## Page extract

* BEGIN *

Stratocasters Part 1: Basic Set-up and the Perfect Hank Marvin Tone

I thought we should talk about Strats to complement the Tele post, my “I want one of those” Strat moments was when I first heard Sultans of Swing by Dire Straits. I was drawn to the honky, on-the-edge of overdrive in-between sounds that Mark Knopfler used on that first Dire Straits album in 1978. I got my first Strat in 1980, a natural finish with a fixed bridge and maple neck. It was a 1979 model that was quite heavy and although I loved it, it was never the best sounding guitar. I’m now lucky enough to have an original 1962 and some other Fender Strats, all with trems.

Basic Set-up

I always have the trem set floating about an eighth of an inch off the body, that way the springs add to the tone and squashy-ness of the attack, it also adds a bit of resonance. If you set your trem floating on a Fender you can hear the springs resonate when you play a B note anywhere on the neck.

It’s important on Strats to set the pickup height correctly, if they are too close to the strings, particularly on the bottom E, A and D, the magnets will pull the strings and the guitar will not play in tune, it gets worse as you play further up the neck. There is no set height for doing this, it’s more of a trial and error, as different pickups have different strength magnets;

Step1: First lower all three pickups, then raise the bridge pickup to approximately 2mm from the underside of the Low E string.

* END *

## Information provided

* BEGIN *

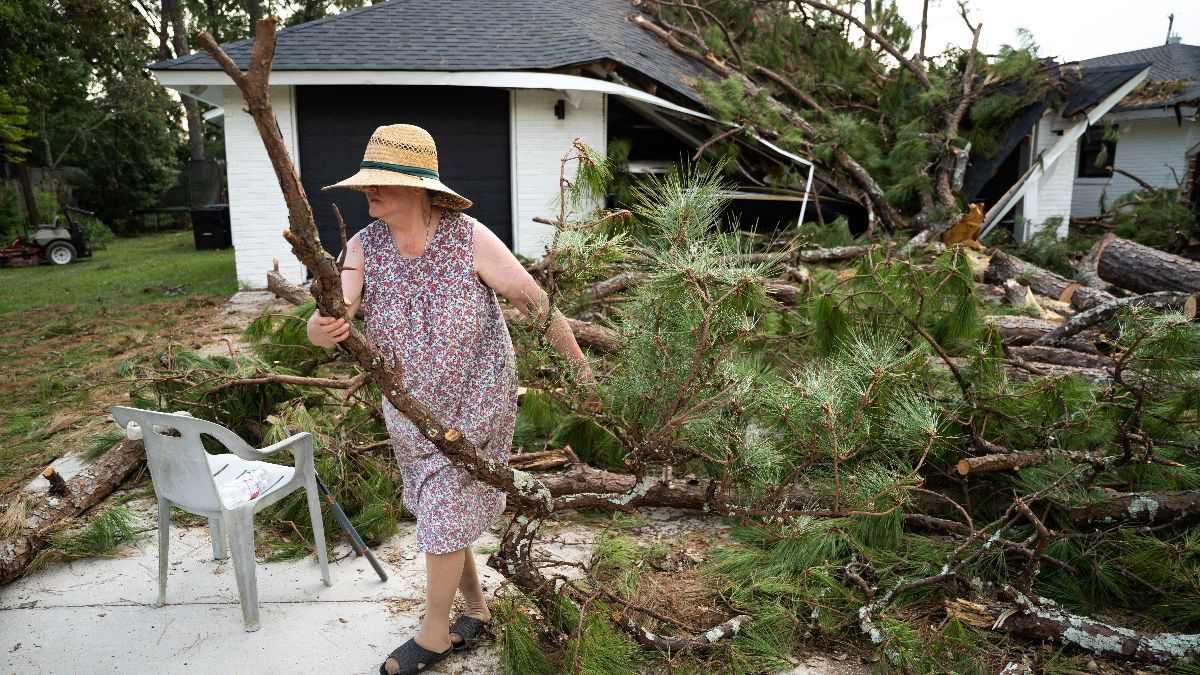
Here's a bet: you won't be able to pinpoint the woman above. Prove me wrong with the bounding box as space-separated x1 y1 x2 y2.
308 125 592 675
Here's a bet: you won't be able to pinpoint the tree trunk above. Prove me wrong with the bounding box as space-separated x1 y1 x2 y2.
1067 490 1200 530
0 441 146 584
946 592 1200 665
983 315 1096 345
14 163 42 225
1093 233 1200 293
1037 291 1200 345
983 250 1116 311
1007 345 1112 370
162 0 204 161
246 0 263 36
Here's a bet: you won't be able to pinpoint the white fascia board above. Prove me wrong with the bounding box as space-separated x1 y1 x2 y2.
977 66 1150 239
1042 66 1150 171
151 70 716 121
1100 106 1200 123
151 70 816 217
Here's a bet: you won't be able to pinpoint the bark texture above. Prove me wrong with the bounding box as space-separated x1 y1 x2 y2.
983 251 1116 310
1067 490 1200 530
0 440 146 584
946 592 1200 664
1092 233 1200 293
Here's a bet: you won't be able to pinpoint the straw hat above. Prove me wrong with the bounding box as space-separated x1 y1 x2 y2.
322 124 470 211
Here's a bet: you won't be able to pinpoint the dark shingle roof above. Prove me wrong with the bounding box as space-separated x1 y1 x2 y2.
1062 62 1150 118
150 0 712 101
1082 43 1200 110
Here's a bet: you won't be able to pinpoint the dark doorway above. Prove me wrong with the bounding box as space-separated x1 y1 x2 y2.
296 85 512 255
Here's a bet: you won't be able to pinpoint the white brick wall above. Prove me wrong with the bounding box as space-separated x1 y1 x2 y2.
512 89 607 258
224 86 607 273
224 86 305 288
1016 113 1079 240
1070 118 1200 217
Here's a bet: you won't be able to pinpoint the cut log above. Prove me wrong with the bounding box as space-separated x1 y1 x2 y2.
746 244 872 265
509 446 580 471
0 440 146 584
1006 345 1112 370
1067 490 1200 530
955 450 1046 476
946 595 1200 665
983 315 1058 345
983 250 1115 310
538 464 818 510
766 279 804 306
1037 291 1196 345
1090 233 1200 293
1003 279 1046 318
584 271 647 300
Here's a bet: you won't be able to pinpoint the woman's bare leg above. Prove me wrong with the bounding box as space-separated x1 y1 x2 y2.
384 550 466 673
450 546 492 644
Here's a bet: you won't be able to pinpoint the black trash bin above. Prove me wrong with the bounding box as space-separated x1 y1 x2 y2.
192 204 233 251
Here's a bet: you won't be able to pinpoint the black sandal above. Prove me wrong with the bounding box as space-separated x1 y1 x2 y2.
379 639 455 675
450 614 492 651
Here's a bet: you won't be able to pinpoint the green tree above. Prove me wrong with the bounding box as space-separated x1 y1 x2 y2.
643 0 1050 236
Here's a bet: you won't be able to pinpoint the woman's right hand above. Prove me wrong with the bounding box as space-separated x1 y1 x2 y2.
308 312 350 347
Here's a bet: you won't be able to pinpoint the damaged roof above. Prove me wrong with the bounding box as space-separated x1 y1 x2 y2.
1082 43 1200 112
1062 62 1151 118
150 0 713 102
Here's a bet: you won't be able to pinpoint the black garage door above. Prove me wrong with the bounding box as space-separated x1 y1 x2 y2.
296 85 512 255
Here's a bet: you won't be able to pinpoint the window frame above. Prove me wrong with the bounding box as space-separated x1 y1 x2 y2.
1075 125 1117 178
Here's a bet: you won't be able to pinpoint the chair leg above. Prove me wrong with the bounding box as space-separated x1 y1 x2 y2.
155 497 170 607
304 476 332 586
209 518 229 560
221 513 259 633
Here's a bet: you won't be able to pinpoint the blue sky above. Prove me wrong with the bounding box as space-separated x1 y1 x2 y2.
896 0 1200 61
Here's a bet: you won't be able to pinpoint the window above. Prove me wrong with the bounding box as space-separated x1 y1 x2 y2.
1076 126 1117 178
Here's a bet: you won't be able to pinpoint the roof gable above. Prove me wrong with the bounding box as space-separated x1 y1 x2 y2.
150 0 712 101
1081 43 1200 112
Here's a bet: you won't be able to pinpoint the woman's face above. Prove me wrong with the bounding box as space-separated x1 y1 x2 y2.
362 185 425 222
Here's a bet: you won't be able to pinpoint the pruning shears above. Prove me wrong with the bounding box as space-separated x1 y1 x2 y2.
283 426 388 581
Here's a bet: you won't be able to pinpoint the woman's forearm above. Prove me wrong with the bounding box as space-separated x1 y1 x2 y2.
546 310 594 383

* END *

## Problem set
**a)** Answer these questions from the Strat set-up text:
(i) Which song first made the writer want a Strat?
(ii) How far off the body does the writer set the floating trem?
(iii) In Step 1, how far from the underside of the low E string is the bridge pickup raised?
**b)** Report each line of the rows that contains the word "dark". Case counts.

## Results of the exercise
**a)**
(i) Sultans of Swing by Dire Straits.
(ii) About an eighth of an inch.
(iii) Approximately 2mm.

**b)**
Here's a bet: you won't be able to pinpoint the dark shingle roof above. Prove me wrong with the bounding box as space-separated x1 y1 x2 y2.
Here's a bet: you won't be able to pinpoint the dark doorway above. Prove me wrong with the bounding box as space-separated x1 y1 x2 y2.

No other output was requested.